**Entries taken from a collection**

>>>>>

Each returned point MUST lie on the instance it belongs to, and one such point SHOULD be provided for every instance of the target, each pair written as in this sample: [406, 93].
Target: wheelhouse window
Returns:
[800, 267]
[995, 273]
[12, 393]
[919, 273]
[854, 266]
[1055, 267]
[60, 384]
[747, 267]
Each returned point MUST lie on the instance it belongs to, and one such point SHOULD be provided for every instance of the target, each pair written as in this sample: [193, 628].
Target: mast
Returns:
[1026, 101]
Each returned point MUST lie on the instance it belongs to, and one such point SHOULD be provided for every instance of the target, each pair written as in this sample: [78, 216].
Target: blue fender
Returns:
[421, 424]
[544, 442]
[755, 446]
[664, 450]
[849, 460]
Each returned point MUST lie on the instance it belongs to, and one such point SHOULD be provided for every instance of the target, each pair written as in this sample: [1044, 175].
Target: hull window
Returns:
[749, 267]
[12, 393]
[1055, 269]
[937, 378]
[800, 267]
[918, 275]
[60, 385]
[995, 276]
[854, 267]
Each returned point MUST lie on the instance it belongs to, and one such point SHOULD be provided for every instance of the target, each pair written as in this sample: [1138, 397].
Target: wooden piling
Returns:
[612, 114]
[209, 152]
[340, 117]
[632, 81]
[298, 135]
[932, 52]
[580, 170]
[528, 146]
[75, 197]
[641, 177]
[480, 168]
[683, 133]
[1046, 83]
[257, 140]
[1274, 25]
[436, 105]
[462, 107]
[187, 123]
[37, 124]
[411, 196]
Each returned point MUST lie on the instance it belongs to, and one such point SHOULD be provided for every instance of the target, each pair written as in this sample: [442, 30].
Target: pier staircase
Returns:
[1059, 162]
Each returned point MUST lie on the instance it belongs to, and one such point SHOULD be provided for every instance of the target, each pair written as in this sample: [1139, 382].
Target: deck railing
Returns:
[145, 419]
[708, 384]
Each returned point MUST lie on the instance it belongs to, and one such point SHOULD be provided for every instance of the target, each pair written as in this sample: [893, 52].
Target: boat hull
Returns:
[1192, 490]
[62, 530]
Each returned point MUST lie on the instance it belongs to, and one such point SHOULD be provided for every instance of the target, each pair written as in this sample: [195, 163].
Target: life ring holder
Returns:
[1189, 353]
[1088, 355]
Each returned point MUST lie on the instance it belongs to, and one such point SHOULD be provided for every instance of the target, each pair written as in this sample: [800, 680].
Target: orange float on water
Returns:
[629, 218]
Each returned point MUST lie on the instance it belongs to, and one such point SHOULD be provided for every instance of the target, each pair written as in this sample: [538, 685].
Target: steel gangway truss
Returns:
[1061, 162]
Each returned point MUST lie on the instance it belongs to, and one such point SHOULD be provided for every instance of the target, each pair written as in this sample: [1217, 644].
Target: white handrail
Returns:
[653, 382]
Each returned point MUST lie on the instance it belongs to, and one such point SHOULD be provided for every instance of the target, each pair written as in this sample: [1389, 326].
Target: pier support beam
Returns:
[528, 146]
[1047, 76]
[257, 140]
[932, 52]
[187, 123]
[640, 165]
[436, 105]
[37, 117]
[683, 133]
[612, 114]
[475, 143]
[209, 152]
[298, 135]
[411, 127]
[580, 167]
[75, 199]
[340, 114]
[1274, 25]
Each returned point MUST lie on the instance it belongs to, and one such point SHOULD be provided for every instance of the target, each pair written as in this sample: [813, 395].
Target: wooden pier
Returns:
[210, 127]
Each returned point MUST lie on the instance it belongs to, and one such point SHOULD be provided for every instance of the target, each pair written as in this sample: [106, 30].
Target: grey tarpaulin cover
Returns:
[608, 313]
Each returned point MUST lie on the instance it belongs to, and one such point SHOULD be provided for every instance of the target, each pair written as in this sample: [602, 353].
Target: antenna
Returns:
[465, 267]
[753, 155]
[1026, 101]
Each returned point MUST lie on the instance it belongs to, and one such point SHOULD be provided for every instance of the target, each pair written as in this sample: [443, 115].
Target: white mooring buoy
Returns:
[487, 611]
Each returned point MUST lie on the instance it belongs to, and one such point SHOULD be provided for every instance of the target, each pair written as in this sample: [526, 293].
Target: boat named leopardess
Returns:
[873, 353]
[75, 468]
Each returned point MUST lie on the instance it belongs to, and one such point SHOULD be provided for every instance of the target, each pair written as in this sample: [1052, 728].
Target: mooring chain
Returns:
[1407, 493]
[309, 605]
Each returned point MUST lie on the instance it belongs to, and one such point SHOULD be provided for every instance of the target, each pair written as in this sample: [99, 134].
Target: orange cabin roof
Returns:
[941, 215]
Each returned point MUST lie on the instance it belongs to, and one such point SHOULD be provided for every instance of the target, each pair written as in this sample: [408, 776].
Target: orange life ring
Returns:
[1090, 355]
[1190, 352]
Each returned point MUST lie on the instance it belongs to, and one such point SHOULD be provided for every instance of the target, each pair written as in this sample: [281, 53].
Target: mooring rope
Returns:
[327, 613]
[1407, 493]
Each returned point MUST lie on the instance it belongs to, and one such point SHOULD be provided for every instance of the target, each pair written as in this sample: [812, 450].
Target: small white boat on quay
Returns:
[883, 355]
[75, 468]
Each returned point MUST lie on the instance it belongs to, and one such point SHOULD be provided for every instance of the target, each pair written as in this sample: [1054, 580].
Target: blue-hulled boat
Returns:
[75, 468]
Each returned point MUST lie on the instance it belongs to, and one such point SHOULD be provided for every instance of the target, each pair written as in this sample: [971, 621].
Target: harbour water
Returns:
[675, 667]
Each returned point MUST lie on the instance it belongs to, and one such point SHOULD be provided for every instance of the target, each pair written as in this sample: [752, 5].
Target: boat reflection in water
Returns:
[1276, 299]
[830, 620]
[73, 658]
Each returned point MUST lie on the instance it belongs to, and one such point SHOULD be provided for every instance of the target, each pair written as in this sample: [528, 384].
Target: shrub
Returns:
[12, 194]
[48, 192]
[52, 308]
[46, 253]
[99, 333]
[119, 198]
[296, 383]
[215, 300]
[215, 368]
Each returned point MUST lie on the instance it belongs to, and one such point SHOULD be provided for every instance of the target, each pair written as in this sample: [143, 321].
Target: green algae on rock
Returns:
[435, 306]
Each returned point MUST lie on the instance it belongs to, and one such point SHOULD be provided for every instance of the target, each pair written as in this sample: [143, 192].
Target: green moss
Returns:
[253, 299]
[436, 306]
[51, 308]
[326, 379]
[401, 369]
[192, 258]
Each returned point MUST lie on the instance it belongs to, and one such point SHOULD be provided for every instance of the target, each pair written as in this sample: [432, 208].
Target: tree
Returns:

<<<<<

**What you should do**
Would you write out all of the data exactly as given?

**Worked solution**
Each returned point MUST lie on the instance it belongs to, and one such point SHOULD be provided for every instance of the target, each pair written as in this sample: [406, 93].
Target: wheelhouse window
Returns:
[800, 267]
[995, 273]
[12, 393]
[919, 273]
[854, 266]
[1055, 267]
[60, 384]
[747, 267]
Each returned point MUST lie on the instance it belongs to, and one such point SHOULD be provided for every instance of the target, each pair written as in this sample: [193, 628].
Target: mast
Returns:
[1026, 101]
Each returned point MUST lie on the instance it belongs to, and one such point SHOULD be provided for every instance of the target, each pair written as in this sample: [78, 216].
Target: blue fender
Returns:
[421, 424]
[544, 442]
[755, 446]
[664, 450]
[849, 460]
Each returned point MUST lie on the instance it belongs to, and one such point SHOULD be provided for every instance of the target, each pair written as in this sample: [1044, 175].
Target: hull window
Returns:
[749, 267]
[12, 393]
[1055, 269]
[937, 378]
[800, 267]
[918, 275]
[60, 385]
[995, 276]
[854, 267]
Each returned point MUST lie on the instance it belongs to, and one such point SHOULD be provided for every instance of the target, each pair written as in this sample: [1138, 397].
Target: wooden piling
Returns:
[612, 114]
[209, 152]
[340, 117]
[632, 81]
[298, 135]
[932, 52]
[580, 170]
[528, 146]
[75, 197]
[641, 177]
[480, 168]
[683, 133]
[1046, 83]
[257, 140]
[1274, 25]
[436, 105]
[462, 107]
[187, 123]
[37, 124]
[411, 196]
Each returned point MUST lie on the instance it belongs to, and one such point SHOULD be provided for every instance of the target, each pair written as in this sample: [442, 30].
Target: pier staircase
Returns:
[1059, 162]
Each returned point MUST lie on the instance it belongs to, and one such point SHOULD be provided for every instance of the target, each pair written as in this sample: [1139, 382].
Target: deck railing
Returns:
[145, 419]
[708, 384]
Each returned point MUST lie on the instance it belongs to, and one such point SHOULD be provided for every instance of the target, each pair written as in this sample: [893, 52].
Target: boat hull
Returns:
[1192, 490]
[62, 530]
Each returned point MUST lie on the instance it belongs to, and one such point SHOULD be provided for every instance of the target, each pair written as in this sample: [195, 163].
Target: life ring holder
Returns:
[1189, 353]
[1088, 355]
Each returned point MUST lie on the instance it belongs to, and one such point SHOULD be provided for every instance of the target, each pair written as in this sample: [800, 680].
Target: orange float on water
Returns:
[629, 218]
Each returned point MUST lie on the instance it belongs to, and one such point SHOULD be provided for every instance of the target, each pair written as in this sample: [538, 685].
Target: steel gangway truss
Returns:
[1061, 162]
Each returned point MUST lie on the instance it belongs to, and one such point SHOULD be provided for every instance of the target, each pair written as in this sample: [1217, 644].
Target: white handrail
Returns:
[653, 382]
Each returned point MUST lie on the instance it belongs to, and one such point SHOULD be provided for every instance of the target, each pair written as in this sample: [1389, 326].
Target: pier support beam
Returns:
[528, 146]
[1047, 76]
[257, 140]
[932, 52]
[187, 123]
[640, 165]
[436, 105]
[37, 117]
[683, 133]
[612, 114]
[475, 143]
[209, 152]
[298, 135]
[411, 127]
[580, 167]
[75, 199]
[340, 114]
[1274, 25]
Each returned point MUST lie on the instance it belongs to, and one such point SHOULD be provided for every instance of the target, each pair written as in this sample: [813, 395].
Target: wooden pier
Returns:
[210, 127]
Each returned point MUST lie on the instance it belongs to, and one such point SHOULD be provided for every instance of the target, each pair written as in this sample: [106, 30].
Target: grey tarpaulin cover
Returns:
[608, 313]
Each returned point MUST lie on the instance it belongs to, and one such point SHOULD be provided for every instance of the target, each pair written as in this sample: [602, 353].
Target: antenna
Returns:
[465, 267]
[753, 155]
[1026, 101]
Each returned point MUST lie on the instance it belongs to, and one such point SHOULD be provided for every instance of the target, each pair written as in this sample: [443, 115].
Target: white mooring buoy
Returns:
[487, 611]
Each returned point MUST lie on the instance it belongs to, and one such point SHOULD be provided for every instance of the target, each pair written as in this sample: [526, 293].
Target: boat named leopardess
Returns:
[873, 353]
[75, 468]
Each returned point MUST lie on the instance it belongs to, and one such point SHOULD be provided for every instance of the target, each pair written as in this sample: [1052, 728].
Target: mooring chain
Returns:
[1407, 493]
[309, 605]
Each returned point MUST lie on the instance it belongs to, and one such point SHOULD be provided for every instance of the target, each pair written as in this sample: [99, 134].
Target: orange cabin roof
Returns:
[941, 215]
Each returned point MUST lie on the instance it belongs to, and one such point SHOULD be provided for every instance of the target, each pair written as in this sample: [408, 776].
Target: orange life ring
Returns:
[1090, 355]
[1190, 352]
Each returned point MUST lie on the instance it belongs to, and one such point SHOULD be provided for every instance of the target, each pair written as in this sample: [281, 53].
Target: mooring rope
Returns:
[327, 613]
[1407, 493]
Each returned point MUST lie on the instance it belongs to, and one such point SHOULD be provided for every instance of the target, each pair written as in this sample: [812, 450].
Target: small white boat on quay
Returns:
[883, 355]
[75, 468]
Each returned point MUST lie on the instance it belongs to, and one such point SHOULD be provided for every instance of the target, each pair written as in this sample: [1054, 580].
Target: blue-hulled boat
Returns:
[75, 468]
Each returned point MUST lie on the instance it belongs to, and one such point SHOULD be provided for every instance of the target, each pair written as in this sample: [971, 621].
Target: harbour water
Returns:
[675, 667]
Each returned point MUST lie on the instance it belongs to, and one such point SHOULD be provided for every instance of the target, each pair written as in this sample: [752, 5].
Target: boat reflection in water
Returns:
[1276, 299]
[830, 620]
[73, 658]
Each returned point MUST lie on the instance it belongs to, and one such point SHOULD be provided for every instance of the target, each pair written as in this sample: [528, 384].
Target: shrub
Returns:
[12, 194]
[48, 192]
[52, 308]
[46, 253]
[99, 333]
[119, 198]
[296, 383]
[215, 300]
[215, 368]
Each returned point MUST lie on the instance it belongs to, and one such point SHOULD be provided for every instance of the target, each pair written as in this sample: [143, 321].
Target: green algae on rock
Returns:
[435, 306]
Each returned point MUST lie on the instance it belongs to, and one such point SHOULD be provided for every instance of the target, each pair written as in this sample: [143, 192].
Target: green moss
Returns:
[253, 299]
[436, 306]
[51, 308]
[326, 379]
[401, 369]
[192, 258]
Each returned point MUST lie on the instance it belongs to, and one such point SHOULD be provided for every instance of the target, each pair written as in this sample: [432, 208].
Target: tree
Returns:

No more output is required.